■ **OBJECTIVE**
Rescale the part of the data that opens with the line containing "[tag] one dot per instance, sample [347,182]." and runs to the end of the data, and output only that part with every line included. Multiply each answer coordinate by 1.5 and round to whole numbers, halves up, but leave the request lines and their sample coordinates unchanged.
··· EXTRACTED INFORMATION ···
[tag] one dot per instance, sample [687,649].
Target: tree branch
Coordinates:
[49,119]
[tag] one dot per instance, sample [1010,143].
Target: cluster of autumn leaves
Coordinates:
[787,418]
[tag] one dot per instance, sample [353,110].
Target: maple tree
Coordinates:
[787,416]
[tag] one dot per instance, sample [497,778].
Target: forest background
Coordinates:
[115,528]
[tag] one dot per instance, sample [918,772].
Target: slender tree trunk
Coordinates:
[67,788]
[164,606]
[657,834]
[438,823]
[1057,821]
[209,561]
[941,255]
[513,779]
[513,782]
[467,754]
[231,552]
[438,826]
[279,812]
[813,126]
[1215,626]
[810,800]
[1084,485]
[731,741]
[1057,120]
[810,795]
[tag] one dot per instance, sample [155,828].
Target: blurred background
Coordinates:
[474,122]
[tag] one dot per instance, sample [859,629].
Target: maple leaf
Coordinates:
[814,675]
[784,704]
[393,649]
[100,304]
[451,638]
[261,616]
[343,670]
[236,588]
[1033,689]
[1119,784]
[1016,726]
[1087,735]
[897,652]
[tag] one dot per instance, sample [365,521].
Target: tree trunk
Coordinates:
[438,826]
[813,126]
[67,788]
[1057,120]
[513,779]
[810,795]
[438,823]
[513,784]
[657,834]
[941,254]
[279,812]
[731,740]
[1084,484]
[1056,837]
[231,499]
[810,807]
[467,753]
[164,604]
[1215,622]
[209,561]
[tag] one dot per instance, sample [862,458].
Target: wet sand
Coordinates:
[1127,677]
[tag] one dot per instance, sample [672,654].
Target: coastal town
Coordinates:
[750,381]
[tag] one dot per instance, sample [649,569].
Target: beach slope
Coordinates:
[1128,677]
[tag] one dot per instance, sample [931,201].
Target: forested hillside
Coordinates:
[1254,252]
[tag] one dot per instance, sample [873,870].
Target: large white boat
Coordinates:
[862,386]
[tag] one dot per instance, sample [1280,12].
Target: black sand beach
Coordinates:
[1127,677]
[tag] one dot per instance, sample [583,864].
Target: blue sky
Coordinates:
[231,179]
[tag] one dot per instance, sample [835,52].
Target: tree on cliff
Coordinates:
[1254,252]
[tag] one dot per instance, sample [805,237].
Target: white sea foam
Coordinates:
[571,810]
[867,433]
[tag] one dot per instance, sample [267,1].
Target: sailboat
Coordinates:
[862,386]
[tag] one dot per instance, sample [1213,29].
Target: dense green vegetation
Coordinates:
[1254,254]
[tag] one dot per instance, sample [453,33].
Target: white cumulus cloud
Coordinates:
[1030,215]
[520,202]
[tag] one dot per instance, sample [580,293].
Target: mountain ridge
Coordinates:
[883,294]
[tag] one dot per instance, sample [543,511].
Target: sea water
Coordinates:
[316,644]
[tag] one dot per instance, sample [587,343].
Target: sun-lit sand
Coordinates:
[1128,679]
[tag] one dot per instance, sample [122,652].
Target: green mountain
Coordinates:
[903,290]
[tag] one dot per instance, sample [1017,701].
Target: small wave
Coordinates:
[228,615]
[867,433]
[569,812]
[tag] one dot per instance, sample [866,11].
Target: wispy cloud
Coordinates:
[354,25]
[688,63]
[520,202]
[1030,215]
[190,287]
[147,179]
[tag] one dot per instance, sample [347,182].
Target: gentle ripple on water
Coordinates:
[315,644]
···
■ **THE REPLY**
[tag] one dot per instance, sample [347,182].
Target: gentle ripple on water
Coordinates:
[473,966]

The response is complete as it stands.